What the task requires:
Up to and including the line with "For the record, the distant", reproduce the listing below exactly, beginning at its first line.

━━━━━━━━━━

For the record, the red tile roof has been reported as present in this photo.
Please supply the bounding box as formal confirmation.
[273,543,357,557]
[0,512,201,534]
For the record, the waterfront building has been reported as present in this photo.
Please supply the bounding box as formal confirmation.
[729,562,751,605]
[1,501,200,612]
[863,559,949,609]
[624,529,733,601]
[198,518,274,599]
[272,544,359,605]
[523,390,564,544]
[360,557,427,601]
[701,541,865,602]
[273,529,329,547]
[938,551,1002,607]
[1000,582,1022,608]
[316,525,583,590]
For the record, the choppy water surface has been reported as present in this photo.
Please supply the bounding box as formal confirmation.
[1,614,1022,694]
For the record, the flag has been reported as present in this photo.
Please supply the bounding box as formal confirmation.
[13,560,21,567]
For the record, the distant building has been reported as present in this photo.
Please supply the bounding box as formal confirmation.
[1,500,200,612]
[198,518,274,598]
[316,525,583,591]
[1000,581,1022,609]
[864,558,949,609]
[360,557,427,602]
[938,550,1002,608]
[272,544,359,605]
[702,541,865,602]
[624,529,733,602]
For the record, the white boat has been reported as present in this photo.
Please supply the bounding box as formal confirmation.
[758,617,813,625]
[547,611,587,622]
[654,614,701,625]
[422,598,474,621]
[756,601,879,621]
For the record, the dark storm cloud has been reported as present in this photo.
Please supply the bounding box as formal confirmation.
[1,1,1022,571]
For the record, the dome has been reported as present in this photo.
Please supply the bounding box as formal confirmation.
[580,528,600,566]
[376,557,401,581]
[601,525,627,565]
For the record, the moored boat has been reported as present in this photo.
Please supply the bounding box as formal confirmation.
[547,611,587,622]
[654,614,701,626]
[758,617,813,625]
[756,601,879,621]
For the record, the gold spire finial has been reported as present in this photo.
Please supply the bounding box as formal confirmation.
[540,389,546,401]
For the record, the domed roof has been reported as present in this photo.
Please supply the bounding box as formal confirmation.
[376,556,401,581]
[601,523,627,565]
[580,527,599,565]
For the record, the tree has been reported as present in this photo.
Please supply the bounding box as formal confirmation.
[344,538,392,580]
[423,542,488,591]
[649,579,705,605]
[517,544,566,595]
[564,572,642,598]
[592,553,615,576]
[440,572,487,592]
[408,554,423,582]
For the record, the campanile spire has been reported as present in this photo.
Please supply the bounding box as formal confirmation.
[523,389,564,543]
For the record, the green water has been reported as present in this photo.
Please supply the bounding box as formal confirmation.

━━━━━━━━━━

Reply:
For the record, the red tile roof has been reported as present in this photo.
Please supply the bounding box as formal confirmation.
[273,543,357,557]
[0,512,201,534]
For the record, the waterfront building has been reported as present in this photo.
Please supply the bounding box as formal confirmation.
[729,562,751,605]
[1,501,200,612]
[863,559,949,609]
[624,529,733,601]
[198,518,274,599]
[272,544,359,605]
[523,390,564,544]
[360,557,427,601]
[701,541,865,602]
[273,529,329,547]
[938,551,1002,607]
[1000,582,1022,608]
[316,525,583,590]
For the record, the choppy water surface has been reported as present in this photo.
Please supply the bounding box as formal confirmation.
[1,614,1022,694]
For the record, the flag has been reported as present in this photo.
Please supply the bounding box as formal confirmation.
[13,560,21,567]
For the record, the distant building has been reported as present in this photo.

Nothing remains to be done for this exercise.